- WHAT IS EXPECTED -
Scan the data. Collect each line that contains the word "heart".

[Stored records]
BEGIN

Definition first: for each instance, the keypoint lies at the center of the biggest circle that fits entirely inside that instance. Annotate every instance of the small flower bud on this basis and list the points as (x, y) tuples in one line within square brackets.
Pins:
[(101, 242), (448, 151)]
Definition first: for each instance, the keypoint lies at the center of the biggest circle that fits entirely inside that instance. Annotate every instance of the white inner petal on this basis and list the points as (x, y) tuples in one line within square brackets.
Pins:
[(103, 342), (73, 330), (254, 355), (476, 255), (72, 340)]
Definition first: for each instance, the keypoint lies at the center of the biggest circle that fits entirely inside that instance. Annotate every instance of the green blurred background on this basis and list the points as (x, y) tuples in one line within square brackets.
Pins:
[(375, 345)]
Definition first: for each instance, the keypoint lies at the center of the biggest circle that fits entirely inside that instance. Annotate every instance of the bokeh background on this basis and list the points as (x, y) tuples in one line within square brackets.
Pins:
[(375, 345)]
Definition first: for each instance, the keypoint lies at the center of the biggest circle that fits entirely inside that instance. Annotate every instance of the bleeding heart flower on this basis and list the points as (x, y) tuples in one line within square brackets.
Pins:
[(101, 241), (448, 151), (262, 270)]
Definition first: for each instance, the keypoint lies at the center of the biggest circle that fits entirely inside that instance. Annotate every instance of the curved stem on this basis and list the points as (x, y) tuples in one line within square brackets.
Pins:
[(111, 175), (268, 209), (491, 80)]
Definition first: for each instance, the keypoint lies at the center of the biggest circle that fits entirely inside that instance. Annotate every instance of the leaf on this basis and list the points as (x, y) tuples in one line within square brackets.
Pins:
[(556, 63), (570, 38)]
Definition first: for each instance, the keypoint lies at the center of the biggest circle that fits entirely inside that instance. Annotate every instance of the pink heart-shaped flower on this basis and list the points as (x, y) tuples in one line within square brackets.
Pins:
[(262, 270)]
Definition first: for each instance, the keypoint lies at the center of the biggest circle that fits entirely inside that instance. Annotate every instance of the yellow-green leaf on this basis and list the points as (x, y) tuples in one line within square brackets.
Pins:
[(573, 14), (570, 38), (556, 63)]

END

- ANSWER SECTION -
Definition first: for each instance, the keypoint lies at the center of the biggest circle that fits entirely inside that instance. Annotate every instance of the bleeding heart flower on this basis and list the points as (x, y) tuples in one line within square brackets.
Definition first: for each instance, the keypoint lies at the center of the biggest circle that fits entirely inside that instance. Annotate every instance of the pink heart-shaped flower on this basis and list the points as (x, y) tuples in one line within square brackets.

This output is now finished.